* start Supplied material *
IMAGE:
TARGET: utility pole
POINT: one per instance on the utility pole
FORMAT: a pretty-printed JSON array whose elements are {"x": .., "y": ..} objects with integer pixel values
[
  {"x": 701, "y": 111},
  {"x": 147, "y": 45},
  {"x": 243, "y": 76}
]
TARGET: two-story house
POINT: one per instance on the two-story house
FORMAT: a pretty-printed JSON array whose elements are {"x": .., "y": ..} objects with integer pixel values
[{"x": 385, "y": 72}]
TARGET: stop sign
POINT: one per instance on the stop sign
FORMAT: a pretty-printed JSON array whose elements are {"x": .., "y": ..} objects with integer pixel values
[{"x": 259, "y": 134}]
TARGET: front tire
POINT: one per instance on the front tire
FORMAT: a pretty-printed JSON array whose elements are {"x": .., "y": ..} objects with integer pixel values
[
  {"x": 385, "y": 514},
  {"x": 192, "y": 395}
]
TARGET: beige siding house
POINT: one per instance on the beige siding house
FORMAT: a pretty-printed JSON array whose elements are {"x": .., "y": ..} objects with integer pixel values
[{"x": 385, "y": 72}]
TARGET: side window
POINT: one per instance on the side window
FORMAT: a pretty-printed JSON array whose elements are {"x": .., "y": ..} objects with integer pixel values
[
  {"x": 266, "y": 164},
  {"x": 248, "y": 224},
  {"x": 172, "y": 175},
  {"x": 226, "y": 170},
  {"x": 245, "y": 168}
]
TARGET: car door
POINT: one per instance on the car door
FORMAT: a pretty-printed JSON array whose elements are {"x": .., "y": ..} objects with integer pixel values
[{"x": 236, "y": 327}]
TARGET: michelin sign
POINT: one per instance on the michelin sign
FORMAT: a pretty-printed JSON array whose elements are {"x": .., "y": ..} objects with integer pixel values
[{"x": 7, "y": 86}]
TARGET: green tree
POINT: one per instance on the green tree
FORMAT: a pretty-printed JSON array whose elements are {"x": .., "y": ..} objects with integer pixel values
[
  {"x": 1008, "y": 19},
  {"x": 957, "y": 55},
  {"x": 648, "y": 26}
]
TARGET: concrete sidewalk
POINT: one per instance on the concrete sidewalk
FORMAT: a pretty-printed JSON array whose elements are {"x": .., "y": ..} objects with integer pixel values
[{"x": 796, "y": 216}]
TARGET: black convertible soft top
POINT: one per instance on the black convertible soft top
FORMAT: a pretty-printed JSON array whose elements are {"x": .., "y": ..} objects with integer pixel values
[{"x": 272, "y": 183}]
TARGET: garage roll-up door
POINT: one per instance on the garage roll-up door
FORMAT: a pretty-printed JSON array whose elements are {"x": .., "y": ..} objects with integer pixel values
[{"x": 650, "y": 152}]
* end Supplied material *
▸ **Stated task**
Lay out the stretch of the listing from the line containing "TARGET: side window" through its last line as a Markdown table with the columns Row and Content, one numbered row per line and blank lines omitted.

▸ **Exercise response**
| Row | Content |
|---|---|
| 1 | TARGET: side window |
| 2 | POINT: one per instance on the side window |
| 3 | FORMAT: a pretty-printed JSON array whose elements are {"x": .., "y": ..} objects with integer pixel values |
| 4 | [ |
| 5 |   {"x": 266, "y": 164}, |
| 6 |   {"x": 248, "y": 224}, |
| 7 |   {"x": 172, "y": 175}, |
| 8 |   {"x": 226, "y": 170}, |
| 9 |   {"x": 245, "y": 168} |
| 10 | ] |
| 11 | TARGET: car door |
| 12 | POINT: one per instance on the car door |
| 13 | FORMAT: a pretty-printed JSON array whose elements are {"x": .., "y": ..} objects with integer pixel values |
| 14 | [{"x": 236, "y": 327}] |
| 15 | TARGET: michelin sign |
| 16 | POINT: one per instance on the michelin sign |
| 17 | FORMAT: a pretty-printed JSON array whose elements are {"x": .., "y": ..} objects with integer pixel values |
| 18 | [{"x": 7, "y": 86}] |
| 19 | TARGET: green tree |
| 20 | POINT: one per instance on the green tree |
| 21 | FORMAT: a pretty-printed JSON array whose elements are {"x": .., "y": ..} objects with integer pixel values |
| 22 | [ |
| 23 |   {"x": 1008, "y": 19}, |
| 24 |   {"x": 957, "y": 55}, |
| 25 |   {"x": 648, "y": 26} |
| 26 | ] |
| 27 | TARGET: concrete sidewalk |
| 28 | POINT: one per instance on the concrete sidewalk |
| 29 | FORMAT: a pretty-printed JSON array whose elements are {"x": .., "y": ..} objects with integer pixel values |
| 30 | [{"x": 796, "y": 216}] |
| 31 | TARGET: black convertible soft top |
| 32 | POINT: one per instance on the black convertible soft top |
| 33 | FORMAT: a pretty-printed JSON array whose elements are {"x": .., "y": ..} objects with integer pixel values |
| 34 | [{"x": 272, "y": 183}] |
| 35 | TARGET: garage roll-up door |
| 36 | POINT: one per instance on the garage roll-up door |
| 37 | FORMAT: a pretty-printed JSON array whose elements are {"x": .., "y": ..} objects with integer pixel values |
| 38 | [{"x": 650, "y": 152}] |